PROBLEM TO SOLVE: Only the lines below from the one containing "TARGET = thistle flower head" through the one containing "TARGET = concrete wall" belong in the answer, repeated exactly and without pictures.

Segment Start: INPUT DATA

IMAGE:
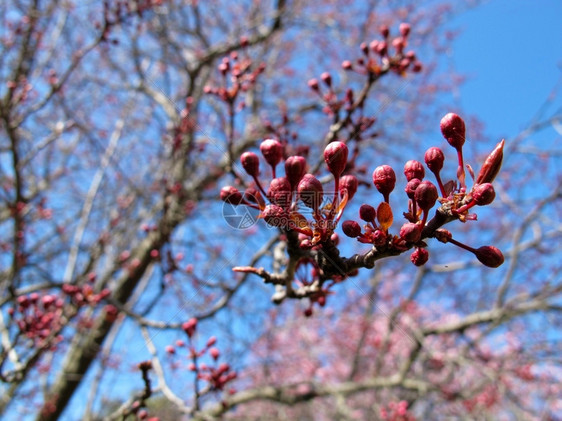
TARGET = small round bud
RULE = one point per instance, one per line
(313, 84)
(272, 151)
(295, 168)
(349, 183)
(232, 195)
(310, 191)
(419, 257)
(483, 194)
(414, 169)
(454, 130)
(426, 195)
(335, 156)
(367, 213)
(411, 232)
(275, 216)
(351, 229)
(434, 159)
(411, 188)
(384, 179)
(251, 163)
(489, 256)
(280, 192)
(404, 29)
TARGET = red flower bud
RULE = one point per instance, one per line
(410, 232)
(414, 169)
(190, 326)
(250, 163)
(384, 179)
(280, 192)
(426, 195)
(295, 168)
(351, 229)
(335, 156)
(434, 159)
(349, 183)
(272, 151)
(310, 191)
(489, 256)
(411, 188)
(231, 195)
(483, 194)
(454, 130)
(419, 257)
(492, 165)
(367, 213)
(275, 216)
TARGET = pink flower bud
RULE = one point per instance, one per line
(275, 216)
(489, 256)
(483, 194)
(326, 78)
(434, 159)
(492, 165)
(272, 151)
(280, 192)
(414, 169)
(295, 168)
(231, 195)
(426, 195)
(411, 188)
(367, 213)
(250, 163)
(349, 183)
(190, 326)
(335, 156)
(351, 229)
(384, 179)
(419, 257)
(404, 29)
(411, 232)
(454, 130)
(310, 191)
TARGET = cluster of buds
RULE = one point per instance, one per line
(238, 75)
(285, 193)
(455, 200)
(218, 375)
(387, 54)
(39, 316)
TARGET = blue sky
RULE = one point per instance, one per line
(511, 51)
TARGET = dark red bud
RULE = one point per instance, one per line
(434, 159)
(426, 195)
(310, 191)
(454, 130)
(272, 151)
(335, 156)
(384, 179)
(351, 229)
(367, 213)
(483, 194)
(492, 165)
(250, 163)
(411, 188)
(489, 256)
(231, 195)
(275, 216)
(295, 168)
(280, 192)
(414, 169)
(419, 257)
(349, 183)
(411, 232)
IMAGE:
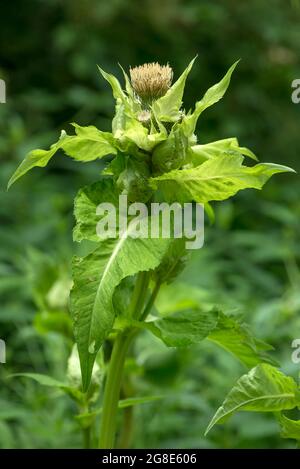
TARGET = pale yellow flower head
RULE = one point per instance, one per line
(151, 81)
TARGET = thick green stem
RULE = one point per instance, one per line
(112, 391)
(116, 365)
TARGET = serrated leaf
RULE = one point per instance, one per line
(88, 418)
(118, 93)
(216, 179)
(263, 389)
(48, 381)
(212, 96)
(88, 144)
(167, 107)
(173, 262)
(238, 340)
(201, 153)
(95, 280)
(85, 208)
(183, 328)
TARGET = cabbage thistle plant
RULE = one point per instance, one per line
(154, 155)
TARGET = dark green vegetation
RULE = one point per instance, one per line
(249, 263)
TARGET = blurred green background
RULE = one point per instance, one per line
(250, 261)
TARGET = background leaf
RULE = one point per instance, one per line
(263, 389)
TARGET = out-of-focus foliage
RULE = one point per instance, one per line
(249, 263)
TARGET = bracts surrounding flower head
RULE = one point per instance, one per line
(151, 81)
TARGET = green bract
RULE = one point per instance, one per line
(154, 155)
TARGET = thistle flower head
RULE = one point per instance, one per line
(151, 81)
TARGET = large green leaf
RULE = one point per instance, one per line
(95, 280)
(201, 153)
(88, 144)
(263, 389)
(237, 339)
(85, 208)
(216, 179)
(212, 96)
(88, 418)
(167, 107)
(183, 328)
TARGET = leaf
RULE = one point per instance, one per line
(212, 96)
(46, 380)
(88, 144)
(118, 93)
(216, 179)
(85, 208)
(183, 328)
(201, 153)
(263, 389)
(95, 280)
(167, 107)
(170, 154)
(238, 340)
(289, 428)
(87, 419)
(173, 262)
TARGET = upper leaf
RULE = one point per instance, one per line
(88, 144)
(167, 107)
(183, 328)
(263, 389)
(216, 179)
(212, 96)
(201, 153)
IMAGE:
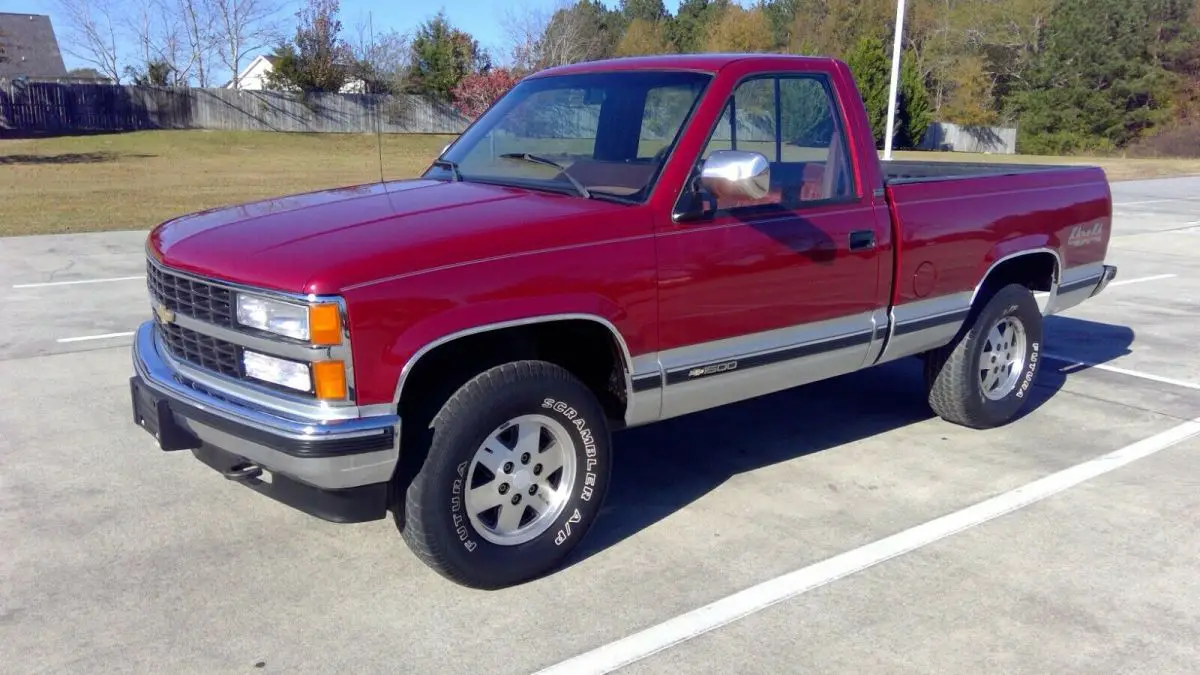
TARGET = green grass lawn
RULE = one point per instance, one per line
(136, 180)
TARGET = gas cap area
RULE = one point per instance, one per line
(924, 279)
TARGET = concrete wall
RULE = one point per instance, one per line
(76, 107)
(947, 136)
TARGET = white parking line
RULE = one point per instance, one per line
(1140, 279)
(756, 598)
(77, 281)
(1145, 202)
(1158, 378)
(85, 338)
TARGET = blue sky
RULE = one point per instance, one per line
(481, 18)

Segment End: INPUT DATA
Segment Start: INPUT DATA

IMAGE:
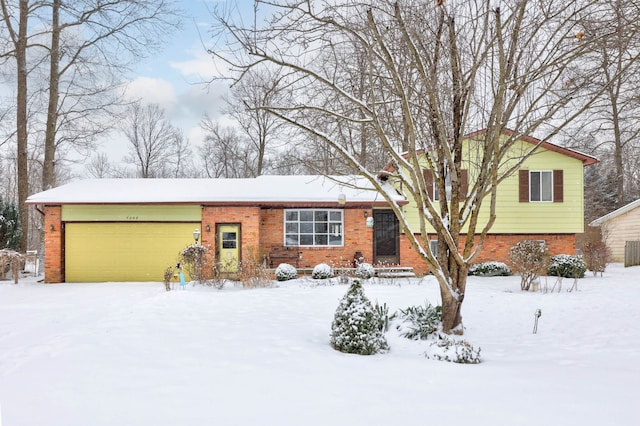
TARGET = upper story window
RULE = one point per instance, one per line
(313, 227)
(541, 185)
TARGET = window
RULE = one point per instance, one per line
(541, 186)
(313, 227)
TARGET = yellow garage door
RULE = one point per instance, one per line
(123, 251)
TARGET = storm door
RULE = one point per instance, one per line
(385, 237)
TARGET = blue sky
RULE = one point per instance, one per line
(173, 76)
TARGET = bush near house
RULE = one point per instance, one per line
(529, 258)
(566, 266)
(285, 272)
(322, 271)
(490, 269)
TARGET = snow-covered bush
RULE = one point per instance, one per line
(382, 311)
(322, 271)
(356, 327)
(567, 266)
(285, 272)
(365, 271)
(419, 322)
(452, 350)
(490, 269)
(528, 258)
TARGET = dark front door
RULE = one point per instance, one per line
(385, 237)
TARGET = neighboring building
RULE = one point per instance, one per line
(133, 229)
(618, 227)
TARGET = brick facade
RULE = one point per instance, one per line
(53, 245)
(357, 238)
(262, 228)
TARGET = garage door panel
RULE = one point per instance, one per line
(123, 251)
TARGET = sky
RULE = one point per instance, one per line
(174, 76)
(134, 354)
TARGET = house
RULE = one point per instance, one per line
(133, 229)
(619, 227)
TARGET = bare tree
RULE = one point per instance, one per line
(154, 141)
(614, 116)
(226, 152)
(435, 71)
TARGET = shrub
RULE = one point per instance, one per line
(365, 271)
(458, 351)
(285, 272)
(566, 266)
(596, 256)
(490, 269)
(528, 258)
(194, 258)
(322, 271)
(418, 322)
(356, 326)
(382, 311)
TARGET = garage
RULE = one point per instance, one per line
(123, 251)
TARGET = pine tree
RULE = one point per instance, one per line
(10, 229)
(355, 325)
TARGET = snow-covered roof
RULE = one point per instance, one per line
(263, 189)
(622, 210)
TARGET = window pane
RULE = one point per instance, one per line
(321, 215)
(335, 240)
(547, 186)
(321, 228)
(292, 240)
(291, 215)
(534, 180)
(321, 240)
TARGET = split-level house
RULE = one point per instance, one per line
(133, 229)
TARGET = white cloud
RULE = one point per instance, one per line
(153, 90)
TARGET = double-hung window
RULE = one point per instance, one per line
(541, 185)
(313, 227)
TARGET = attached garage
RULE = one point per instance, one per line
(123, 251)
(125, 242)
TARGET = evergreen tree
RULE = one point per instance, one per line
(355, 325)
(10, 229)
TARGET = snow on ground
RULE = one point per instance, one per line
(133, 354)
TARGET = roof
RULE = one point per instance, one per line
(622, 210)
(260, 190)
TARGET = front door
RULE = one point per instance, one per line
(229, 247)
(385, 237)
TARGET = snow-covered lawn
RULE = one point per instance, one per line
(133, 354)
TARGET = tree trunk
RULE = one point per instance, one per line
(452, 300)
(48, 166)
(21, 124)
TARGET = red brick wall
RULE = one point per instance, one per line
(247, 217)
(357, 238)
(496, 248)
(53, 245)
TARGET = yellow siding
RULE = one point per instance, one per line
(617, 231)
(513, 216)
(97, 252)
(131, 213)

Segment End: INPUT DATA

RESULT OF THIS TASK:
TARGET = thistle flower head
RULE = one point per instance, one per line
(151, 81)
TARGET = large green leaf
RULE = one point per instance, one per line
(95, 280)
(201, 153)
(88, 144)
(263, 389)
(237, 339)
(85, 208)
(216, 179)
(212, 96)
(88, 418)
(167, 107)
(183, 328)
TARGET = leaf
RULE = one point per instance, one per line
(212, 96)
(46, 380)
(88, 144)
(118, 93)
(216, 179)
(85, 208)
(183, 328)
(201, 153)
(263, 389)
(95, 280)
(167, 107)
(170, 154)
(238, 340)
(289, 428)
(87, 419)
(173, 262)
TARGET = upper leaf
RULE = one point per instance, one per line
(88, 144)
(167, 107)
(183, 328)
(263, 389)
(216, 179)
(212, 96)
(201, 153)
IMAGE:
TARGET = green grass lawn
RULE = one point per instance, one per line
(136, 180)
TARGET = gas cap area
RULE = one point per instance, one per line
(924, 279)
TARGET = concrete wall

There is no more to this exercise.